WHAT THIS TASK INVOLVES:
Gather every line in the records below that contains the word "yellow". Case counts.

GIVEN RECORDS:
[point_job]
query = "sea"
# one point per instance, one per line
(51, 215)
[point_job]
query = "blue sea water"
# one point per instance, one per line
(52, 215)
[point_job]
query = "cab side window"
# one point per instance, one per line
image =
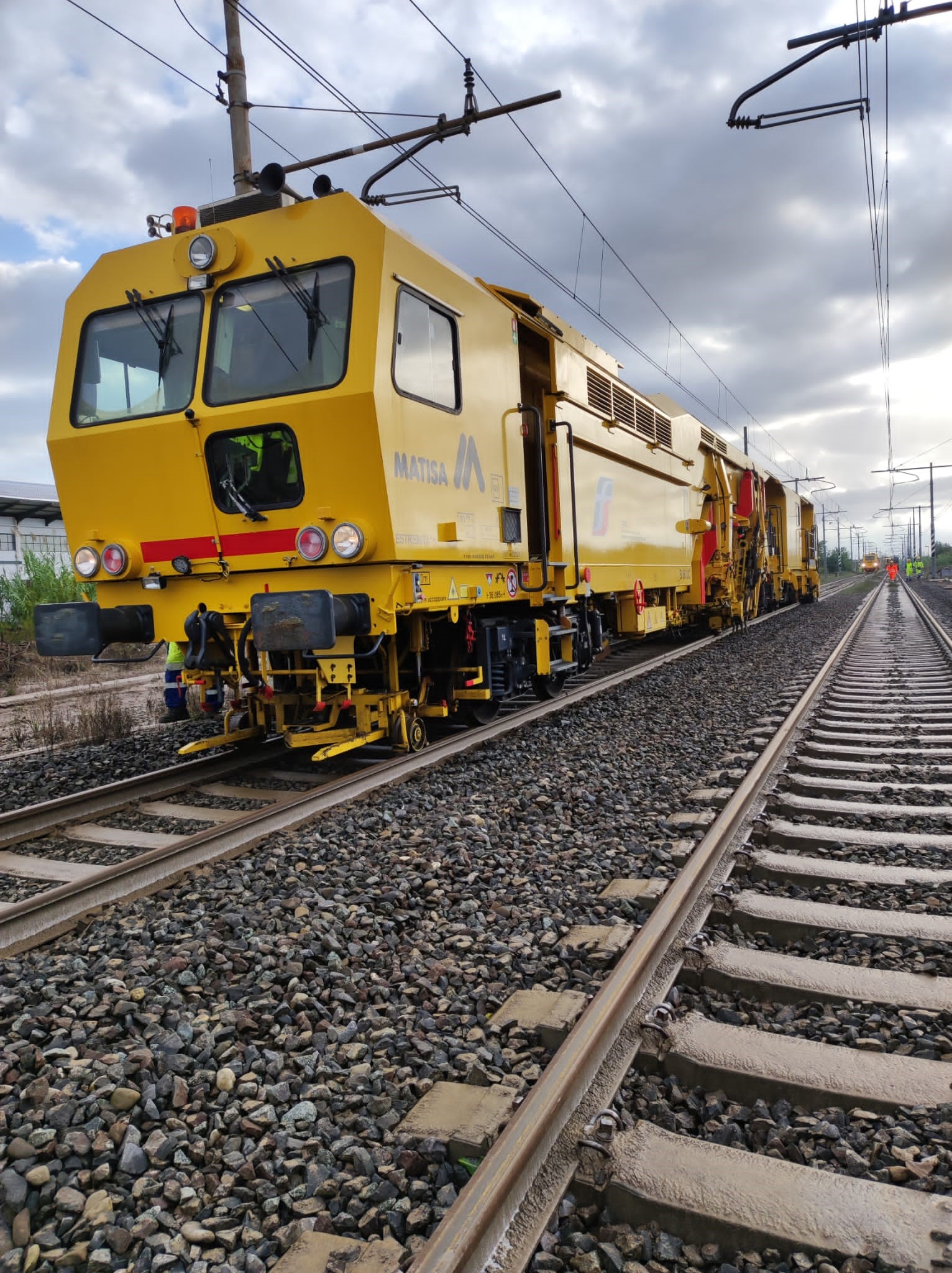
(426, 353)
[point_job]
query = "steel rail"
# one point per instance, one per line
(46, 914)
(22, 824)
(932, 623)
(501, 1213)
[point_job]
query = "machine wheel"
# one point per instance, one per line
(416, 733)
(483, 710)
(546, 687)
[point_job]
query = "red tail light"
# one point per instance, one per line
(115, 559)
(312, 543)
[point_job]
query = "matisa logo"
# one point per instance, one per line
(420, 469)
(434, 471)
(467, 464)
(603, 494)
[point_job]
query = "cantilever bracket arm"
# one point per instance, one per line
(748, 121)
(841, 39)
(439, 136)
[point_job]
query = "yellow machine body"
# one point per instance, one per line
(512, 502)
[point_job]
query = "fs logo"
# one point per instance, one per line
(603, 493)
(467, 462)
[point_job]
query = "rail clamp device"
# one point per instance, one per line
(307, 620)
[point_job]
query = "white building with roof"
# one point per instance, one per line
(31, 520)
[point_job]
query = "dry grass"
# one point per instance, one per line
(88, 720)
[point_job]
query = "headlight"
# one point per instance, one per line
(312, 543)
(86, 562)
(201, 251)
(347, 540)
(115, 559)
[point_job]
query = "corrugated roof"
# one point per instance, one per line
(37, 499)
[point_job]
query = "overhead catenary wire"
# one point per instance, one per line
(480, 219)
(301, 62)
(605, 242)
(176, 70)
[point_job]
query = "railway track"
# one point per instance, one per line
(818, 851)
(66, 857)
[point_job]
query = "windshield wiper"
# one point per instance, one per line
(229, 488)
(311, 305)
(160, 331)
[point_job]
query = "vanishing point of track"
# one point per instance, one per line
(879, 714)
(298, 797)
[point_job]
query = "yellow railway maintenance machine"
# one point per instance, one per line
(365, 490)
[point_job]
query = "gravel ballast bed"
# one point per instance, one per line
(19, 888)
(887, 796)
(131, 820)
(75, 851)
(912, 1149)
(881, 855)
(339, 970)
(868, 1026)
(902, 954)
(585, 1240)
(917, 825)
(917, 899)
(45, 776)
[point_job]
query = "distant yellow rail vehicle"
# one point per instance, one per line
(365, 490)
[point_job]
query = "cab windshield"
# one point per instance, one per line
(138, 361)
(285, 334)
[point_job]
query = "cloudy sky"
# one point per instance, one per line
(753, 246)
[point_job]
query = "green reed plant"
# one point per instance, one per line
(41, 579)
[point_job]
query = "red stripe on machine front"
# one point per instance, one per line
(259, 541)
(203, 548)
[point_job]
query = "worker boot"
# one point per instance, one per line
(175, 714)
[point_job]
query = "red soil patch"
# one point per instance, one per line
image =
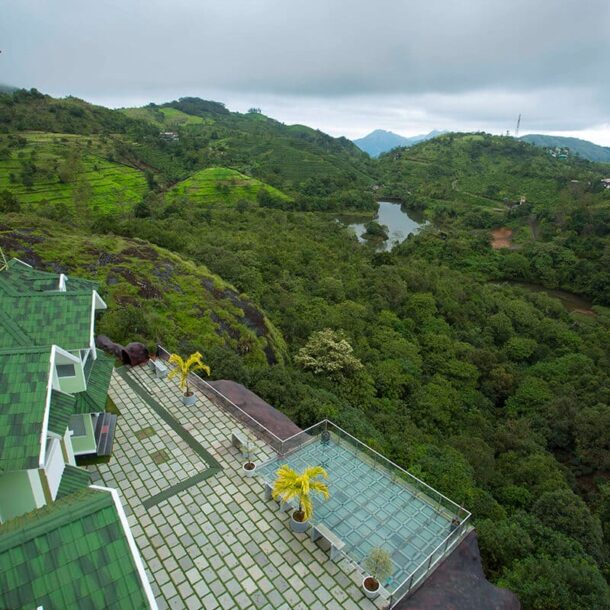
(501, 238)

OUTPUT BELOW:
query = "yellow machine body"
query = "yellow railway maintenance machine"
query = "distant yellow rail vehicle"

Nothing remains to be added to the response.